### CONSIGNES DE TRAVAIL
1 – Selon l'extrait présenté, de quoi est fait le pain ?
2 – Rédigez la suite de l'extrait présenté, s'il vous plaît, en reprenant après sa dernière phrase, celle des deux réfugiés aveuglés par les gaz.

### EXTRAIT PRÉSENTÉ
Noé Alliouné est toujours prêt à rendre service, à se charger des corvées.

« Tu devrais bien me laver cette chemise, Noé Alliouné.

– Donne.

– Veux-tu astiquer mon fusil ?

– Donne. »

Mais quand ses obligés vont en permission, Noé leur dit : « Toi écrire à moi. » Celui qui néglige d’envoyer de ses nouvelles s’entend répondre s’il demande un nouveau service : « Toi pas écrire, moi rien faire pour toi. » Noé, d’ailleurs, ne manque jamais d’adresser des lettres à ceux qui l’accueillirent bien.

 

Les Anglais – après leur défaite de la Somme, la retraite de la 5e armée – éloges et compliments ridicules. Ils sont assez sincères et intelligents pour comprendre qu’ils ne les méritent pas, du moins pour cette affaire-là.

En Italie, ils ont sauvé le 126e; louons-les de cela. Mais d’une reculade qui met eux et nous dans le plus grand péril, abstenons-nous de les féliciter.

 

On dira finalement : Ils sont si vains[1] ces Français ! En leur faisant des compliments, on les amène à se battre pour tous !

 

Pain de son et de paille. M. F. me dit : « À la fin du siège de Paris, en 71, il était moins mauvais. » Nous voulons bien en vivre, et même en mourir, mais pour assurer notre délivrance, non pour enrichir les minotiers.

 

Deux pauvres réfugiés, le mari et la femme, s’avancent, accablés, incertains et se heurtent contre un arbre de l’avenue ; les gaz les ont rendus aveugles l’un et l’autre.

### Éléments stockés

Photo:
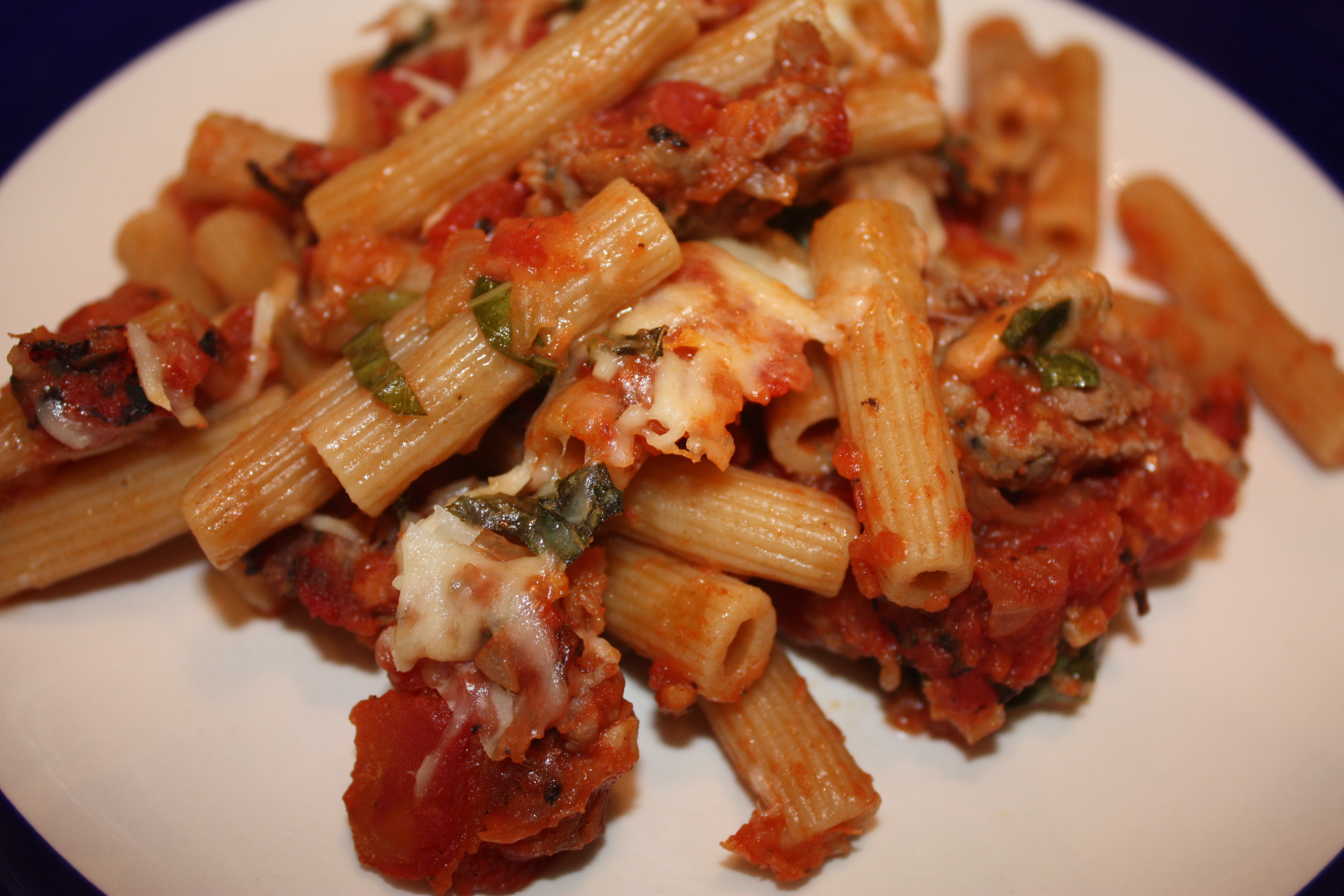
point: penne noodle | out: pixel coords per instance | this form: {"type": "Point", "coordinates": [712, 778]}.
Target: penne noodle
{"type": "Point", "coordinates": [897, 113]}
{"type": "Point", "coordinates": [814, 796]}
{"type": "Point", "coordinates": [464, 384]}
{"type": "Point", "coordinates": [355, 117]}
{"type": "Point", "coordinates": [708, 633]}
{"type": "Point", "coordinates": [1014, 107]}
{"type": "Point", "coordinates": [744, 523]}
{"type": "Point", "coordinates": [1061, 214]}
{"type": "Point", "coordinates": [155, 249]}
{"type": "Point", "coordinates": [602, 54]}
{"type": "Point", "coordinates": [917, 546]}
{"type": "Point", "coordinates": [238, 250]}
{"type": "Point", "coordinates": [1296, 377]}
{"type": "Point", "coordinates": [253, 589]}
{"type": "Point", "coordinates": [741, 53]}
{"type": "Point", "coordinates": [803, 428]}
{"type": "Point", "coordinates": [910, 29]}
{"type": "Point", "coordinates": [269, 477]}
{"type": "Point", "coordinates": [113, 506]}
{"type": "Point", "coordinates": [892, 179]}
{"type": "Point", "coordinates": [221, 150]}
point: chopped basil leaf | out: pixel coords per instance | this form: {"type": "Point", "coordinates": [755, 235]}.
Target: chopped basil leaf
{"type": "Point", "coordinates": [1069, 681]}
{"type": "Point", "coordinates": [561, 524]}
{"type": "Point", "coordinates": [662, 133]}
{"type": "Point", "coordinates": [586, 499]}
{"type": "Point", "coordinates": [1070, 370]}
{"type": "Point", "coordinates": [492, 307]}
{"type": "Point", "coordinates": [644, 343]}
{"type": "Point", "coordinates": [503, 514]}
{"type": "Point", "coordinates": [1039, 323]}
{"type": "Point", "coordinates": [379, 305]}
{"type": "Point", "coordinates": [378, 372]}
{"type": "Point", "coordinates": [400, 49]}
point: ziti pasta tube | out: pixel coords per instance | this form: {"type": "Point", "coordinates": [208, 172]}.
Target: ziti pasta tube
{"type": "Point", "coordinates": [814, 796]}
{"type": "Point", "coordinates": [621, 249]}
{"type": "Point", "coordinates": [741, 53]}
{"type": "Point", "coordinates": [708, 633]}
{"type": "Point", "coordinates": [1296, 377]}
{"type": "Point", "coordinates": [602, 54]}
{"type": "Point", "coordinates": [113, 506]}
{"type": "Point", "coordinates": [917, 546]}
{"type": "Point", "coordinates": [744, 523]}
{"type": "Point", "coordinates": [1061, 216]}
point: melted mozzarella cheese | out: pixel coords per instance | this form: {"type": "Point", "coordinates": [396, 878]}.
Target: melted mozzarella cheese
{"type": "Point", "coordinates": [728, 327]}
{"type": "Point", "coordinates": [453, 601]}
{"type": "Point", "coordinates": [443, 612]}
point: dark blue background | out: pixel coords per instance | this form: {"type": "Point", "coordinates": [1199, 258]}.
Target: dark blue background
{"type": "Point", "coordinates": [1287, 60]}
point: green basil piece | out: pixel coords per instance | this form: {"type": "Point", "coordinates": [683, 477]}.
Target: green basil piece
{"type": "Point", "coordinates": [379, 305]}
{"type": "Point", "coordinates": [1039, 323]}
{"type": "Point", "coordinates": [586, 499]}
{"type": "Point", "coordinates": [494, 310]}
{"type": "Point", "coordinates": [376, 370]}
{"type": "Point", "coordinates": [1074, 672]}
{"type": "Point", "coordinates": [561, 524]}
{"type": "Point", "coordinates": [398, 49]}
{"type": "Point", "coordinates": [646, 343]}
{"type": "Point", "coordinates": [1070, 370]}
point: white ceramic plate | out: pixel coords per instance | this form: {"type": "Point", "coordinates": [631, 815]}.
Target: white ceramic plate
{"type": "Point", "coordinates": [166, 742]}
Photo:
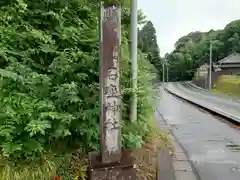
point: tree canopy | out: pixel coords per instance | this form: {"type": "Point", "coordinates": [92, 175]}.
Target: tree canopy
{"type": "Point", "coordinates": [192, 50]}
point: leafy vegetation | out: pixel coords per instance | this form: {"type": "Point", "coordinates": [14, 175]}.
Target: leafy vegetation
{"type": "Point", "coordinates": [192, 50]}
{"type": "Point", "coordinates": [228, 84]}
{"type": "Point", "coordinates": [49, 81]}
{"type": "Point", "coordinates": [147, 42]}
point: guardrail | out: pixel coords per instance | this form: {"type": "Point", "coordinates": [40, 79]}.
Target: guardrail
{"type": "Point", "coordinates": [233, 118]}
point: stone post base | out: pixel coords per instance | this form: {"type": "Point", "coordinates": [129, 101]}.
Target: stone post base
{"type": "Point", "coordinates": [124, 170]}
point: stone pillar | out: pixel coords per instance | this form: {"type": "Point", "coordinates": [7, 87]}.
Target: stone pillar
{"type": "Point", "coordinates": [112, 163]}
{"type": "Point", "coordinates": [109, 83]}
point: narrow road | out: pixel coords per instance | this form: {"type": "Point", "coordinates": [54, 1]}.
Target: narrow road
{"type": "Point", "coordinates": [213, 146]}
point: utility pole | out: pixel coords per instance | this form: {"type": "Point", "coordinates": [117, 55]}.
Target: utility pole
{"type": "Point", "coordinates": [163, 73]}
{"type": "Point", "coordinates": [167, 72]}
{"type": "Point", "coordinates": [210, 67]}
{"type": "Point", "coordinates": [134, 36]}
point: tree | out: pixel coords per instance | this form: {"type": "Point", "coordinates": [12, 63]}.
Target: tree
{"type": "Point", "coordinates": [147, 42]}
{"type": "Point", "coordinates": [192, 50]}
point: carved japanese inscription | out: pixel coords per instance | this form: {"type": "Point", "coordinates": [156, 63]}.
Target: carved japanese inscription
{"type": "Point", "coordinates": [110, 87]}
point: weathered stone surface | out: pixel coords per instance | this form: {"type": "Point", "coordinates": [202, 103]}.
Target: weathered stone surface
{"type": "Point", "coordinates": [109, 81]}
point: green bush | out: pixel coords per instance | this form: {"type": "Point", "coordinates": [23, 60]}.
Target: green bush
{"type": "Point", "coordinates": [49, 78]}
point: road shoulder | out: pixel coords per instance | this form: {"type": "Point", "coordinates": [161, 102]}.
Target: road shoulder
{"type": "Point", "coordinates": [181, 165]}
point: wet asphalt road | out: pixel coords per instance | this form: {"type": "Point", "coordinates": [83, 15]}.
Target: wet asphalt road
{"type": "Point", "coordinates": [223, 103]}
{"type": "Point", "coordinates": [212, 145]}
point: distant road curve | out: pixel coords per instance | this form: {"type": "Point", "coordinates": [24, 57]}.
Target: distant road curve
{"type": "Point", "coordinates": [222, 106]}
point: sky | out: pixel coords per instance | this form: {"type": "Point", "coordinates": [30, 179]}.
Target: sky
{"type": "Point", "coordinates": [176, 18]}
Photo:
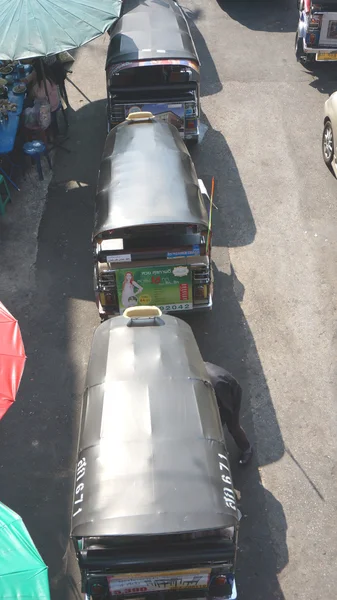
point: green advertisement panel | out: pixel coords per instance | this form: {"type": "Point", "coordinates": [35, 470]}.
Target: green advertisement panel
{"type": "Point", "coordinates": [169, 287]}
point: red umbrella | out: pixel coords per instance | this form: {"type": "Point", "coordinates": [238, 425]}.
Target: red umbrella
{"type": "Point", "coordinates": [12, 359]}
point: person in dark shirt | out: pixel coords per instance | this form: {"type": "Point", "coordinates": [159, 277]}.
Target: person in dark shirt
{"type": "Point", "coordinates": [228, 394]}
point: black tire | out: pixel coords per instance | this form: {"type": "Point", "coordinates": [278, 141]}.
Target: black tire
{"type": "Point", "coordinates": [299, 49]}
{"type": "Point", "coordinates": [328, 144]}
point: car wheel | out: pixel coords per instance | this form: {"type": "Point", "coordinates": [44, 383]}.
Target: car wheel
{"type": "Point", "coordinates": [299, 50]}
{"type": "Point", "coordinates": [328, 144]}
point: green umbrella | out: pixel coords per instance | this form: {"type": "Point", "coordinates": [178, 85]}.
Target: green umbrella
{"type": "Point", "coordinates": [23, 573]}
{"type": "Point", "coordinates": [32, 28]}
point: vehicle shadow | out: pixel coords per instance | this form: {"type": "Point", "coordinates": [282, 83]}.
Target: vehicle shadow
{"type": "Point", "coordinates": [225, 338]}
{"type": "Point", "coordinates": [262, 15]}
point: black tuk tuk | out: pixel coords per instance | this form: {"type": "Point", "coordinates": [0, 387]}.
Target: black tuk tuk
{"type": "Point", "coordinates": [154, 510]}
{"type": "Point", "coordinates": [152, 232]}
{"type": "Point", "coordinates": [152, 65]}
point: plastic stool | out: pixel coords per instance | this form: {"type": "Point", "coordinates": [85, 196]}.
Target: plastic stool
{"type": "Point", "coordinates": [34, 149]}
{"type": "Point", "coordinates": [8, 198]}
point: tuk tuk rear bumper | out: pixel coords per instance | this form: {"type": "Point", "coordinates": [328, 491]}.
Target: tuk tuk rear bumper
{"type": "Point", "coordinates": [232, 597]}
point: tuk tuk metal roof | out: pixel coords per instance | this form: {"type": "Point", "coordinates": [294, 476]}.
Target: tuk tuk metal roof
{"type": "Point", "coordinates": [150, 435]}
{"type": "Point", "coordinates": [147, 177]}
{"type": "Point", "coordinates": [151, 30]}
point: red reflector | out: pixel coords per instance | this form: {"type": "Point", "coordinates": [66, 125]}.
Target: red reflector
{"type": "Point", "coordinates": [97, 589]}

### CORRIGÉ DES EXERCICES
1 – De son et de paille.

2 –
Tu t’es vendu au diable, Faust, prends garde à la dernière minute !

[1] Vain : qui est orgueilleux, plein de vanité.

 


Lundi 8 juillet 1918

Départ d’un renfort – des excitateurs ont passé par là ; les hommes, ivres pour la plupart, mènent grand tapage ; quelques-uns se sont enfuis, on les pourchasse à la baïonnette. Des bluets font faction autour de la caserne. Passe avec un marmot deux femmes, aux cheveux filasse, aux traits durs, à l’air hardi, qui s’écrient :

« S’ils pouvaient tous s’échapper, se révolter !

– Mais, dit le jeune factionnaire, les Boches viendraient vous chercher.

– Tant mieux ! J’en suis une ! »

Voici dans des clameurs, les mutins, encadrés, de baïonnettes. Dégrisés, calmés, ils feront leur devoir et quelques-uns se distingueront sûrement. Je connais ces tapageurs… au fond, leur mutinerie c’est de la gaminerie. Un retardataire sur la route. Il regarde à travers la grille la villa où grimpent les rosiers chargés de fleurs ; le jardin où leur floraison multicolore s’aligne dans les plates-bandes, ou se dresse en cerceaux. Enhardi par quelques libations, le soldat pousse la porte. « Je voudrais une rose pour partir fleuri… » Il en a eu toute une gerbe allant du blanc au grenat sombre en passant par le thé. « Il y en aura pour les camarades. » Et parce qu’une dame lui a donné des roses, l’apprenti grognard reniflant leur odeur s’en va-t-en guerre attendri, sentimental comme un héros de vieille chanson populaire.

 

 


Mardi 9 juillet 1918

Trop d’hommes, de poilus surtout, et même q[uel]ques femmes ou plutôt femelles ont le nez rouge. Imposer la carte de vin serait salutaire aux buveurs et au pays.

Jacquot qui considérait une bande de poivrots m’a dit sérieusement :

« Pourtant, le vin ne devrait pas faire mal, puisque c’est le sang de Jésus-Christ !

– Dans l’Eucharistie seulement, Jacquot…

– Ah !… »

Un nez rouge, c’est pour un homme comme une lanterne rouge pour une maison un indice peu honorable.

 

Si nous sommes sauvés cette fois, la défiance et la détestation des Allemands sera tellement une nécessité vitale pour nous dans l’avenir que nous recueillons avec soin chaque motif de rancune qu’ils nous fournissent comme s’il n’y avait pas déjà de quoi suralimenter l’aversion la plus forte.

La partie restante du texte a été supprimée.